## Brief
Count the lines in the entries below that contain the string "bird". Reply with the number alone.

Data drawn from a collection:
-------

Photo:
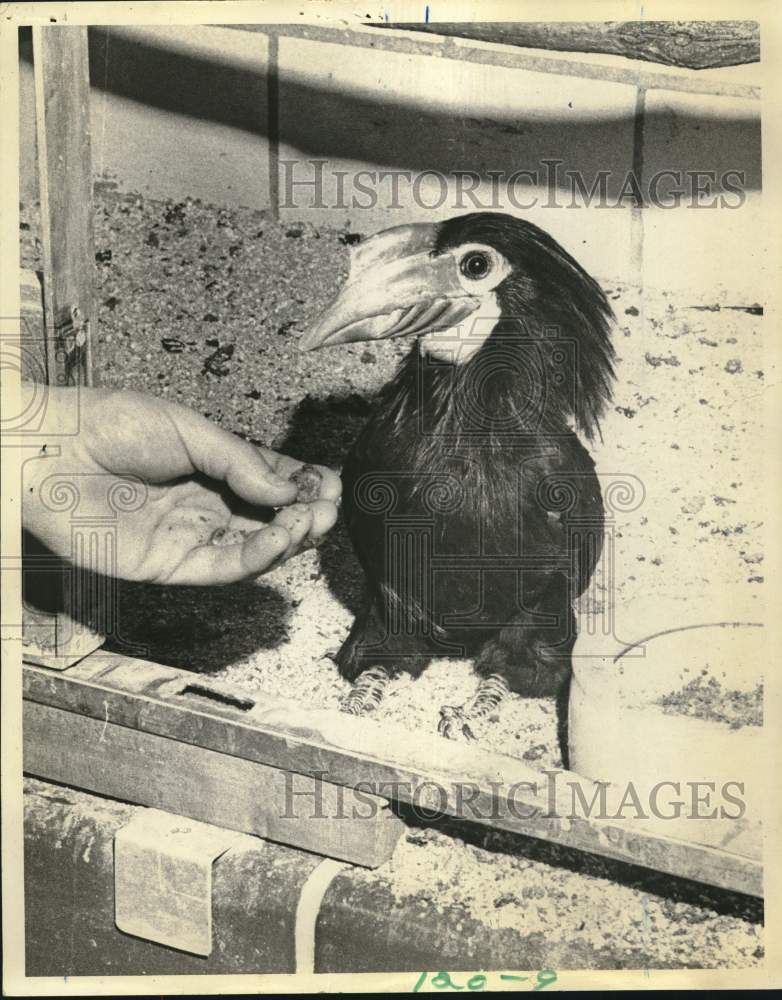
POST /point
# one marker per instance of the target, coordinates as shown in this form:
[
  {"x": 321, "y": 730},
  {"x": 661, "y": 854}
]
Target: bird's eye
[{"x": 475, "y": 265}]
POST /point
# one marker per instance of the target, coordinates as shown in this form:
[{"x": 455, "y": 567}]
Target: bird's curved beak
[{"x": 396, "y": 287}]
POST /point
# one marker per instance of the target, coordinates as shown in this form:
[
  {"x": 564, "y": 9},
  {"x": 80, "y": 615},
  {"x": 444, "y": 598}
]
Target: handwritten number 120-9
[{"x": 477, "y": 983}]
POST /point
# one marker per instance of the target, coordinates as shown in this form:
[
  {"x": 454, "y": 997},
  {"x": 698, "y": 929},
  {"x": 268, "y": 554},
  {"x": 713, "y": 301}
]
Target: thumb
[{"x": 224, "y": 456}]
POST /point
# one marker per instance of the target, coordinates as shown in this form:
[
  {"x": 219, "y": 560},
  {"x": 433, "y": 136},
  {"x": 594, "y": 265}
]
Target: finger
[
  {"x": 324, "y": 516},
  {"x": 228, "y": 458},
  {"x": 214, "y": 564},
  {"x": 285, "y": 466},
  {"x": 297, "y": 521}
]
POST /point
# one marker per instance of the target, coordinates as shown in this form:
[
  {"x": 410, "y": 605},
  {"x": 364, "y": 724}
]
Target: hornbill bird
[{"x": 472, "y": 505}]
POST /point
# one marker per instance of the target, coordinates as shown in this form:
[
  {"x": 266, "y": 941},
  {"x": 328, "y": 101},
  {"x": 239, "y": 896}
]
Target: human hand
[{"x": 193, "y": 480}]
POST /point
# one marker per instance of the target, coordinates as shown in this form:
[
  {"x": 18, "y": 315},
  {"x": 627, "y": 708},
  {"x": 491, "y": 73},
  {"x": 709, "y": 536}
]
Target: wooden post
[
  {"x": 62, "y": 111},
  {"x": 63, "y": 635}
]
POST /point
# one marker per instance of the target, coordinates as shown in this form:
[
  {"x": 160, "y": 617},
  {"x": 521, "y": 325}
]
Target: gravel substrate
[
  {"x": 705, "y": 698},
  {"x": 204, "y": 306}
]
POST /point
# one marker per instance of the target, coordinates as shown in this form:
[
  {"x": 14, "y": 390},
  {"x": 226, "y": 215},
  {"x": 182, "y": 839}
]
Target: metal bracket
[{"x": 163, "y": 879}]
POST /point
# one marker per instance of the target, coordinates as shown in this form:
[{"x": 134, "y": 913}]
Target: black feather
[{"x": 472, "y": 505}]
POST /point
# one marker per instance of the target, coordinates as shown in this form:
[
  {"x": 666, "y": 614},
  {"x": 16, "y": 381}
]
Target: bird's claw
[
  {"x": 453, "y": 724},
  {"x": 357, "y": 705}
]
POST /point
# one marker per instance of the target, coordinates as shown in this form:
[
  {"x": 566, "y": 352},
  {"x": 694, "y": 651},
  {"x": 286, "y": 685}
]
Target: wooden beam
[
  {"x": 427, "y": 771},
  {"x": 62, "y": 111},
  {"x": 217, "y": 788},
  {"x": 686, "y": 44}
]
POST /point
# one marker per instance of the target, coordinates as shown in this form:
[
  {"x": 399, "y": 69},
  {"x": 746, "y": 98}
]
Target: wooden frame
[{"x": 430, "y": 772}]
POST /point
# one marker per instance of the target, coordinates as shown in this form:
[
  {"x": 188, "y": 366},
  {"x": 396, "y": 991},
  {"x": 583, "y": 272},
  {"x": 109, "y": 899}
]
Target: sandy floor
[{"x": 204, "y": 306}]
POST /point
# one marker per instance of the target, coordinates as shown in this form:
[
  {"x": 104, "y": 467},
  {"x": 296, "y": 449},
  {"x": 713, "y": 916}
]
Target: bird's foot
[
  {"x": 454, "y": 723},
  {"x": 367, "y": 692}
]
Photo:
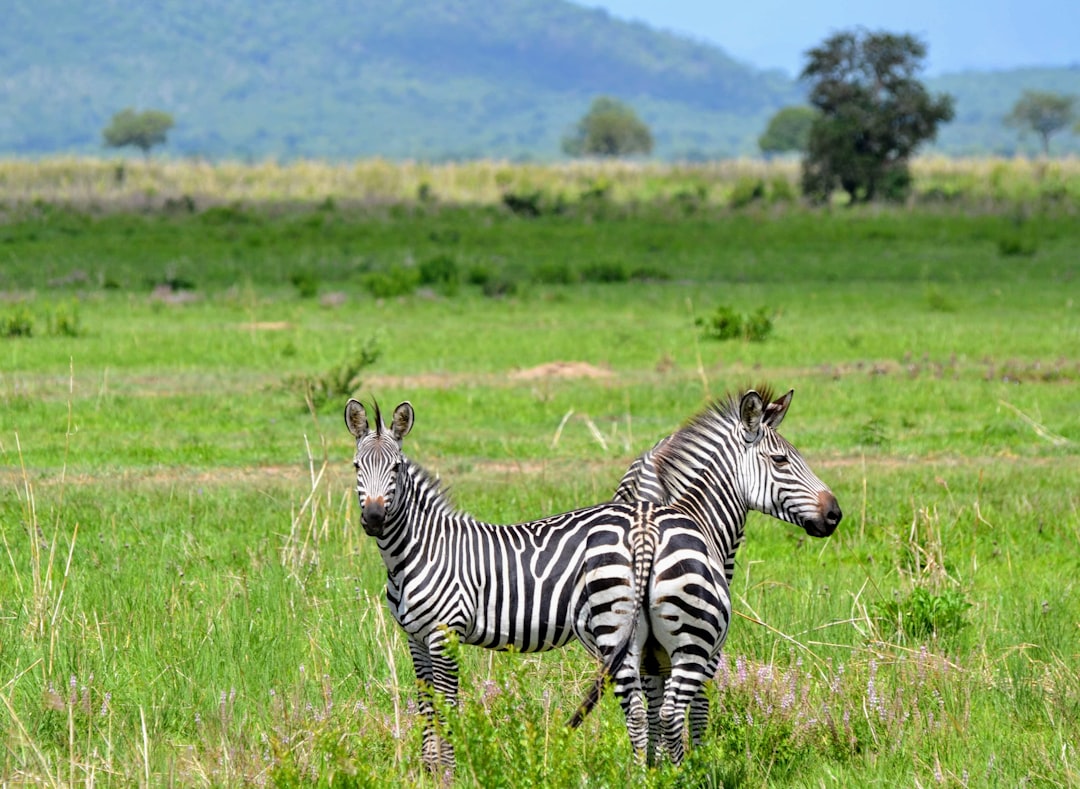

-------

## Solution for this exercise
5